• [TASK MATERIAL]:
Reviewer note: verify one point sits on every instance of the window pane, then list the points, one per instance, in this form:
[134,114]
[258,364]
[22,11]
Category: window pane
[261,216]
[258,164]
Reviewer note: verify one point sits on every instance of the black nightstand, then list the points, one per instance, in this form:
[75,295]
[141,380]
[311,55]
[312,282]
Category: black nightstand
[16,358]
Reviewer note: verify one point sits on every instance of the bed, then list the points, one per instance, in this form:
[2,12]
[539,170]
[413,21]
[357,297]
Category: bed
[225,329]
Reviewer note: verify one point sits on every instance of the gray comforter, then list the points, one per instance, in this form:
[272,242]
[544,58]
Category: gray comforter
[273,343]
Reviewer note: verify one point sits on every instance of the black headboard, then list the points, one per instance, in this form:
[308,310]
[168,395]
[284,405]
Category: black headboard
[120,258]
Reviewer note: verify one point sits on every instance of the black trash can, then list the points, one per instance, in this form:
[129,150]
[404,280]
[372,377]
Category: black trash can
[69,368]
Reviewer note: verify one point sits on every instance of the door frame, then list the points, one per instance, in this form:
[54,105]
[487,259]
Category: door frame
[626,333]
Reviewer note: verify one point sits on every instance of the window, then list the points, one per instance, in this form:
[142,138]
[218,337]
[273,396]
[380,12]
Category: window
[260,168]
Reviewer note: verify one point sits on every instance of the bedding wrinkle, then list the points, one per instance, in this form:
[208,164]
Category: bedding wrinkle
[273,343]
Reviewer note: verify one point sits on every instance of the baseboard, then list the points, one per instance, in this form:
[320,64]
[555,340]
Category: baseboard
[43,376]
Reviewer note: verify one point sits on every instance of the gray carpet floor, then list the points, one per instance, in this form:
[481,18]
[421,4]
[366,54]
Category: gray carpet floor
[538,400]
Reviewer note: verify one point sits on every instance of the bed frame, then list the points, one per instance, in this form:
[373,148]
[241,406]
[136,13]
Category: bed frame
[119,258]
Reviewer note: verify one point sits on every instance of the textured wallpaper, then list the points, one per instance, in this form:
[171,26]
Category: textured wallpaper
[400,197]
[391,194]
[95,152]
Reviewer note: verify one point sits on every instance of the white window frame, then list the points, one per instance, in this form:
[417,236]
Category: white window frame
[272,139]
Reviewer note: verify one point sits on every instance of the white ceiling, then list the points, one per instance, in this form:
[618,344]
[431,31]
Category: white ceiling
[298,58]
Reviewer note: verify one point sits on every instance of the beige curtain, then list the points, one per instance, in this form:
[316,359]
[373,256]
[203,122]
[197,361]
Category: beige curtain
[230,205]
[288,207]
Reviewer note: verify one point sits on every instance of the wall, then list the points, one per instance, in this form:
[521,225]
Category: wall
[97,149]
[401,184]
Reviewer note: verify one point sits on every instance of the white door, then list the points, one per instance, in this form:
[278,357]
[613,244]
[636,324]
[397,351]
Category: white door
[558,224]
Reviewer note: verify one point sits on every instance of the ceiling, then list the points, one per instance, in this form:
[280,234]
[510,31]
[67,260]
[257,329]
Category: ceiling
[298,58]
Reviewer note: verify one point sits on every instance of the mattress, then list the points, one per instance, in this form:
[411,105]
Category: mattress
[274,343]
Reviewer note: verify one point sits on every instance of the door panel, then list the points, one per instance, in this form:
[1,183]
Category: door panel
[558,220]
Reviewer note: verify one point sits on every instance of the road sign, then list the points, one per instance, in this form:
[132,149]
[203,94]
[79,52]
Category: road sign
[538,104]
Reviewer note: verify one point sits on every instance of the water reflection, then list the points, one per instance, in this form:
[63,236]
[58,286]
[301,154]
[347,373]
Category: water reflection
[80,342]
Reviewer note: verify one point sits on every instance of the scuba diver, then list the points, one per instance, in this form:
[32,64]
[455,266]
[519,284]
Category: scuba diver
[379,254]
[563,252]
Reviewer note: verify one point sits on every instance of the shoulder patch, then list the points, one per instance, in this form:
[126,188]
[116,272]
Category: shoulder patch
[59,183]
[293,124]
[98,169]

• [REQUIRED TASK]: Reproduce exactly the line that holds "door panel, then", then every line after it, ending with the final line of the records above.

• [FULL SOLUTION]:
Reviewer note: verify one point sits on every instance of the door panel, then list the points, one per instance, in this form:
[1,183]
Category: door panel
[558,220]
Reviewer note: verify one point sits on every instance of the road sign, then list the points, one per instance, in this form:
[132,149]
[203,94]
[79,52]
Category: road sign
[538,104]
Reviewer note: verify one point sits on every instance of the water reflection, then list the points, one per instance, in this form:
[63,236]
[58,286]
[301,154]
[347,373]
Category: water reflection
[80,342]
Reviewer note: verify one point sits on every instance of the scuba diver, then list the points, one per instance, in this form:
[32,64]
[455,266]
[519,284]
Category: scuba diver
[379,254]
[563,252]
Reviewer note: verify one point sits on every instance of the shoulder patch, then list the points, one per instance, in this form:
[126,188]
[116,272]
Category: shoulder patch
[59,183]
[293,124]
[98,169]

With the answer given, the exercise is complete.